Supplied material:
☆ ☆ ☆ ☆
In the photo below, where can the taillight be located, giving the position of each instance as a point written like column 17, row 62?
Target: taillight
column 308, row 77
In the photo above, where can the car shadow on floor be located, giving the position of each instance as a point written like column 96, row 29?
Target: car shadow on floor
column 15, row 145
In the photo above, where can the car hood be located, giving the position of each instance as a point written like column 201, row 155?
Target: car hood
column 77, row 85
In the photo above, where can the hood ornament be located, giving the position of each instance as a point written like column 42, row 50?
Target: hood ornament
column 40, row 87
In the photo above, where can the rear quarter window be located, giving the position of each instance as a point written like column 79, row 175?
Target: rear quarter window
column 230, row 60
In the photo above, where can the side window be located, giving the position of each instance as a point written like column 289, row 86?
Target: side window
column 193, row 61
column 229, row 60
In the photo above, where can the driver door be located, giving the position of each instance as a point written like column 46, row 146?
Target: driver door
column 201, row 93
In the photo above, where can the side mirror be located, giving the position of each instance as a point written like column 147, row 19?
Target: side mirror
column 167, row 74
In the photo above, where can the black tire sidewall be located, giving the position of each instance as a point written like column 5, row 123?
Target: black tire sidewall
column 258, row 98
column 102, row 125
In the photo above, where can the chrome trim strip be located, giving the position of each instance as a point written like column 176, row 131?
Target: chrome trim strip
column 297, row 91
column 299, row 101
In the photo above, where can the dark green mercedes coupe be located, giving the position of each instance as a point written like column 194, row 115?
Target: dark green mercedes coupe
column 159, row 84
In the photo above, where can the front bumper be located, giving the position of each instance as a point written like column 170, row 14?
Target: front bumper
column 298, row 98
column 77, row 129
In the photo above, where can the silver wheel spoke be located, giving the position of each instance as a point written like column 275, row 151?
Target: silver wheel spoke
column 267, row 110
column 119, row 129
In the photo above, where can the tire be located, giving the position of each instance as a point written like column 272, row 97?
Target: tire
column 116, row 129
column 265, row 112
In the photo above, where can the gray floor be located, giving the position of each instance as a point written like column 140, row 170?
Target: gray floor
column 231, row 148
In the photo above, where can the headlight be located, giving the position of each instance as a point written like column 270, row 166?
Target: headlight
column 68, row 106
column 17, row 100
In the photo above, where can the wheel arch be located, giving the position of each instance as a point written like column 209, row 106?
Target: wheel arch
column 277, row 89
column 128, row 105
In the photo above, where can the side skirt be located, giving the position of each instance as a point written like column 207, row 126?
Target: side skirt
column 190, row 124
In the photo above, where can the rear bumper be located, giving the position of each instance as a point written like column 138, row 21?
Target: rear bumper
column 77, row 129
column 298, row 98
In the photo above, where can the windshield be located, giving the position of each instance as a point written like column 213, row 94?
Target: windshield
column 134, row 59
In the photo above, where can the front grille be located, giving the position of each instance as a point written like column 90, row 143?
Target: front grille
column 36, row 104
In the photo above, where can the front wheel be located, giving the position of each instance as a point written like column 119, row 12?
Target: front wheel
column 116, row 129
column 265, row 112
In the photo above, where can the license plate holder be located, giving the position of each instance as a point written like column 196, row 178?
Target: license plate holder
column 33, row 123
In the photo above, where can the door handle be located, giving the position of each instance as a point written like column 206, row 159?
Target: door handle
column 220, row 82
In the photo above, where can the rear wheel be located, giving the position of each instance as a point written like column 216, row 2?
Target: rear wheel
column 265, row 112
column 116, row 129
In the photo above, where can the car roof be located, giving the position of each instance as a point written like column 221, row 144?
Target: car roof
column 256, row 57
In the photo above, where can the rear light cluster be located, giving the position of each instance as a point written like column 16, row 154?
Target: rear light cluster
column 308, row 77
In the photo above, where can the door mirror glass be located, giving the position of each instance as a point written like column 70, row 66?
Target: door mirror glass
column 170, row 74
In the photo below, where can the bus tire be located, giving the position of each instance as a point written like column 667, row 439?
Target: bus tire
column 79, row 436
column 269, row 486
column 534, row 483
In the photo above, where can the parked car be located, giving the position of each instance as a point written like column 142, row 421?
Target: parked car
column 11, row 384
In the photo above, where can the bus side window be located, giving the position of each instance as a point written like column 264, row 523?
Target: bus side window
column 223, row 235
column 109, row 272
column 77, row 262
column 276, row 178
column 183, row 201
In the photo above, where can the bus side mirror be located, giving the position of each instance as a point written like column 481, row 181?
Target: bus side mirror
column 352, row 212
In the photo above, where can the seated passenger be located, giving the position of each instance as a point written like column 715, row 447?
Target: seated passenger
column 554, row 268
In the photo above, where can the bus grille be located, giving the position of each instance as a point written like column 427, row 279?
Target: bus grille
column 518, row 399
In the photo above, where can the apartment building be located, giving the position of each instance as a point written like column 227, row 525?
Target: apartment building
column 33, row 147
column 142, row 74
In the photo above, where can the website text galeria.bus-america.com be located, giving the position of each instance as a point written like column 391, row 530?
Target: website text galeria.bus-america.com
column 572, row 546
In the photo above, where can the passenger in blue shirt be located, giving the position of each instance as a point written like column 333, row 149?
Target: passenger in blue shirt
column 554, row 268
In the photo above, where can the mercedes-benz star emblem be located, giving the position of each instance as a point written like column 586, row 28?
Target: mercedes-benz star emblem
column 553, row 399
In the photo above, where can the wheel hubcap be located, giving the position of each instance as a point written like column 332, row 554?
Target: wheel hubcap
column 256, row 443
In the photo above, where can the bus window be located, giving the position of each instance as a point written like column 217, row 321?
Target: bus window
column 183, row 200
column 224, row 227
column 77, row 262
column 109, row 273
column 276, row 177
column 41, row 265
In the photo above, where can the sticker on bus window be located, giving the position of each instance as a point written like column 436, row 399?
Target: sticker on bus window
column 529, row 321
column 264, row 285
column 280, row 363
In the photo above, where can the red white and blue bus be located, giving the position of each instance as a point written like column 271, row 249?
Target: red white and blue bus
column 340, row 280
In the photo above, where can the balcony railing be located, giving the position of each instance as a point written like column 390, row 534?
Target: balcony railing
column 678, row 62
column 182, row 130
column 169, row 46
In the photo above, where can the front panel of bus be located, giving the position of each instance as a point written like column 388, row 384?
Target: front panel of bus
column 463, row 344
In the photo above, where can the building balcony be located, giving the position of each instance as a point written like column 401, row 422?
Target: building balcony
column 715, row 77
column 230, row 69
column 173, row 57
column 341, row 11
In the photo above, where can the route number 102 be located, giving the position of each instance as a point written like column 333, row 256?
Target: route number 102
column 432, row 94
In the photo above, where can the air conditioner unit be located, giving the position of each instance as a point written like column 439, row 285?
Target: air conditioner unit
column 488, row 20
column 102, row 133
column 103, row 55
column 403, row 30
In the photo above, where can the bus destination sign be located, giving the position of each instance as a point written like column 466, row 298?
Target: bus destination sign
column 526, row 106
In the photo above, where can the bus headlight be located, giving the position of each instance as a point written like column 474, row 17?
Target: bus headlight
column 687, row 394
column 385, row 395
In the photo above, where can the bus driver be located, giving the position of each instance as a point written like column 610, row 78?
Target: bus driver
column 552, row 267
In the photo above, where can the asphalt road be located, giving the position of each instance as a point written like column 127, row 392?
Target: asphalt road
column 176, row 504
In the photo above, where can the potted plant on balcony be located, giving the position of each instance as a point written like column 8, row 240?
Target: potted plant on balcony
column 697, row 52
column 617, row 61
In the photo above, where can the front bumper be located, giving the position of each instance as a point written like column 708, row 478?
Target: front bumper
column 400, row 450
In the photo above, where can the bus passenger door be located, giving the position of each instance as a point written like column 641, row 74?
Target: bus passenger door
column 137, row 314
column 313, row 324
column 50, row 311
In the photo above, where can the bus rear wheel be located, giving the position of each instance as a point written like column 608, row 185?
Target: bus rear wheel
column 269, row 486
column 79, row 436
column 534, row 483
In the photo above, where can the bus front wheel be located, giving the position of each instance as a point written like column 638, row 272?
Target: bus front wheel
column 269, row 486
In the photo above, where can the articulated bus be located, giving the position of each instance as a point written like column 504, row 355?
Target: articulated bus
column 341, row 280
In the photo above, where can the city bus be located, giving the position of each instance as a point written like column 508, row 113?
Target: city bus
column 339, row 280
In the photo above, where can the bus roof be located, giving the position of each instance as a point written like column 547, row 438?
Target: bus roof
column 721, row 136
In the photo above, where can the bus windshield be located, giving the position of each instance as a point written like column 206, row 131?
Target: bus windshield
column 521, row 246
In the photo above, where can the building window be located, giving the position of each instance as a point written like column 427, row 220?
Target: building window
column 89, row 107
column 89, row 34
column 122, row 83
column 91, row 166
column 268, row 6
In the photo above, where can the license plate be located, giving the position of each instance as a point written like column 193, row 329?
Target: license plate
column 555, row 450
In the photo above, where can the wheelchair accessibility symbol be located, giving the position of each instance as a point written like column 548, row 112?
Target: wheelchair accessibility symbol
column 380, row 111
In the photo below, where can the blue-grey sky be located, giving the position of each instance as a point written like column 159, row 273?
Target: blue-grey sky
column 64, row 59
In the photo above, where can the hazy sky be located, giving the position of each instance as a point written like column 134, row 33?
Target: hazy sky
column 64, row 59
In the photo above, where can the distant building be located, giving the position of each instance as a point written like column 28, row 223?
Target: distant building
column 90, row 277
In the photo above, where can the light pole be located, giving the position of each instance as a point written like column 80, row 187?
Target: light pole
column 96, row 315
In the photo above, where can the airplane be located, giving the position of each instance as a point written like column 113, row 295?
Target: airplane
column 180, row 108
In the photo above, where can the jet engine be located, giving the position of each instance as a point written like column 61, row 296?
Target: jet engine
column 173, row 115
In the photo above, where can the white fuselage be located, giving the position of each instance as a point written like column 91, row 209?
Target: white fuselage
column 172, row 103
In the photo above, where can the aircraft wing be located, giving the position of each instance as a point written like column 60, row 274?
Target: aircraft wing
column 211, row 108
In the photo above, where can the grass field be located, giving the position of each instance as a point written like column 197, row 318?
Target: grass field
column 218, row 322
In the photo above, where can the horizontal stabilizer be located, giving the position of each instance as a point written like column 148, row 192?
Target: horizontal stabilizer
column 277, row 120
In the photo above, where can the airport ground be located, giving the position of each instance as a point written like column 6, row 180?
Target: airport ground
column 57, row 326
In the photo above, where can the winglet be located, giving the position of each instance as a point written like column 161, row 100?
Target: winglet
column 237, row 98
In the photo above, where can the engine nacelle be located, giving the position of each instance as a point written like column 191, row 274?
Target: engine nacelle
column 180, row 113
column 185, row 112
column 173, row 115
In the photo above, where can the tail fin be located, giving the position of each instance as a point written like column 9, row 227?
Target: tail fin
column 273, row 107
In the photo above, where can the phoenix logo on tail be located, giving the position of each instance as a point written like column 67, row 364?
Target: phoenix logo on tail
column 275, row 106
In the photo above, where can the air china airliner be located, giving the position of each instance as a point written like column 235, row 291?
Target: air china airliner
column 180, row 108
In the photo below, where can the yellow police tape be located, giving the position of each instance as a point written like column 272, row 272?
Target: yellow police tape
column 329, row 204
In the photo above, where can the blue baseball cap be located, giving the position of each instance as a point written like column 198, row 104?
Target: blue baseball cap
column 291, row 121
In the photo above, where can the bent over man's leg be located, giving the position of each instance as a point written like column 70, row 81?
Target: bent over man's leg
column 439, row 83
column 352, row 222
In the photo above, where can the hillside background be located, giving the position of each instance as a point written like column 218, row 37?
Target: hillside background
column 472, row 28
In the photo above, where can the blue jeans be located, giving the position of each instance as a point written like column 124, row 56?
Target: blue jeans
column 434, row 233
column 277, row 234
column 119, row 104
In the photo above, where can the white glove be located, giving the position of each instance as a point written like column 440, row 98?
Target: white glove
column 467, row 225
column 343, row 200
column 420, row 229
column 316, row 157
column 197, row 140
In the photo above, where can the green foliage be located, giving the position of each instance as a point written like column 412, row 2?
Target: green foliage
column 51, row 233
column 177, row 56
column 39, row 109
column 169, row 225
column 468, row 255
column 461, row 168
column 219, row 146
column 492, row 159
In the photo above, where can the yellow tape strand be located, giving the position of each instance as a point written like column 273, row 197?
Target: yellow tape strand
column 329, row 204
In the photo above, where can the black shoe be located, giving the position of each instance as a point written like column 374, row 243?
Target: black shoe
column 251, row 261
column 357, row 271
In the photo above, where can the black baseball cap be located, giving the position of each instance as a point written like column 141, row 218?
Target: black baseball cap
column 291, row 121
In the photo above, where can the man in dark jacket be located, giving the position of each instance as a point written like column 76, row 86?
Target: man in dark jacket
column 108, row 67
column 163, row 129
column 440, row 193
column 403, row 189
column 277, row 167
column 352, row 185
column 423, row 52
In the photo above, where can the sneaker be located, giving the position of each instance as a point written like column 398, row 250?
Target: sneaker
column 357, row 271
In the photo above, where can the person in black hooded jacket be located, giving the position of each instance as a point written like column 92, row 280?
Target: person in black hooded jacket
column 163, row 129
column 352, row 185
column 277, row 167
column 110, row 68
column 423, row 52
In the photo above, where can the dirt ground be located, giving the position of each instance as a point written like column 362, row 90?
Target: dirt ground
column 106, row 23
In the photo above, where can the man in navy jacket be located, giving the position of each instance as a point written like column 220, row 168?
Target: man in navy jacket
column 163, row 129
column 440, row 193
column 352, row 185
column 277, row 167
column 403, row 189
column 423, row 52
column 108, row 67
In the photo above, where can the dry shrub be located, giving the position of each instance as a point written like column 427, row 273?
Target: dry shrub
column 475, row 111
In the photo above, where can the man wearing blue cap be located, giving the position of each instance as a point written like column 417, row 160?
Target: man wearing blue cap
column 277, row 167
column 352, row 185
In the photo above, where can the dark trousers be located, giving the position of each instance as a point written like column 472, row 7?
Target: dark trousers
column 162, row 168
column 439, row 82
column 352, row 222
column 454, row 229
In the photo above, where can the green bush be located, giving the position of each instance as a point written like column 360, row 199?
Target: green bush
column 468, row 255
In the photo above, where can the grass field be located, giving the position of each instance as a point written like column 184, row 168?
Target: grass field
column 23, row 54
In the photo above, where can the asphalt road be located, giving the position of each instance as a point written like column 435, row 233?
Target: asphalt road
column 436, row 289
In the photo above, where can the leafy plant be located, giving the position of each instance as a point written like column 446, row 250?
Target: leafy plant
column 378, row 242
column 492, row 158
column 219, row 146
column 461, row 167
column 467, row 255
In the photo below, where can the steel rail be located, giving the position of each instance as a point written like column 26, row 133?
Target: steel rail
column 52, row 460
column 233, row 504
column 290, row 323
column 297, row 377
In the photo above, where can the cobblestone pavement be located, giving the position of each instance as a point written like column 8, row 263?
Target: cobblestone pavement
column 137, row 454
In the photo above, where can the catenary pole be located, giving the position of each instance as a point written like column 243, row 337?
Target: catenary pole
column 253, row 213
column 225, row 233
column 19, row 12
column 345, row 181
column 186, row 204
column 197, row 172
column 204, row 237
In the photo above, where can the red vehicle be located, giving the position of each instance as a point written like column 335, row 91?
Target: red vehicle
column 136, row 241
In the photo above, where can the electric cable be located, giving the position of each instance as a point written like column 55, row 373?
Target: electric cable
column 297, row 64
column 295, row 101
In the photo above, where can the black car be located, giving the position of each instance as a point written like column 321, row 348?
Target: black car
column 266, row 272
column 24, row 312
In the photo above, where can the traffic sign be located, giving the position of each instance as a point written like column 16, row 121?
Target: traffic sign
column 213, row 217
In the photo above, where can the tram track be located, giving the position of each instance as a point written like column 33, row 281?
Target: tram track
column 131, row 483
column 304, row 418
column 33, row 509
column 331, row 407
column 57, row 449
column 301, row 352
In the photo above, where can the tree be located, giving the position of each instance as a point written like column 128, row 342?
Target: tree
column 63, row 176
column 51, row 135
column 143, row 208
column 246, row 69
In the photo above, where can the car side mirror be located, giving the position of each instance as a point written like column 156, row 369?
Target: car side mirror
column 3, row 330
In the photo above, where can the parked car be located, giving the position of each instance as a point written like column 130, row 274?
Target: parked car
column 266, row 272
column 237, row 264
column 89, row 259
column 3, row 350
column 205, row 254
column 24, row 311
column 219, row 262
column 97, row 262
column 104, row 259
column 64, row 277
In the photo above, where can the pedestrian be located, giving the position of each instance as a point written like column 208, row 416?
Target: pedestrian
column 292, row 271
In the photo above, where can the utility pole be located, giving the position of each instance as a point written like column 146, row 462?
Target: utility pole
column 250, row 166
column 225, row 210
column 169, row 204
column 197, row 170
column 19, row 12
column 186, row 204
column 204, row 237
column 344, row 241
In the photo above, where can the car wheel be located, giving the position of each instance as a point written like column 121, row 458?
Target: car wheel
☆ ☆ ☆ ☆
Activity: Please retype, with no changes, the lines that run from the first line of the entries to the line with "In the photo above, where can the car shadow", both ends included.

Result of the exercise:
In the photo below, where can the taillight be located, giving the position of each instance as a point written like column 17, row 62?
Target: taillight
column 308, row 77
In the photo above, where can the car shadow on floor be located, giving the position of each instance as a point written like column 96, row 29?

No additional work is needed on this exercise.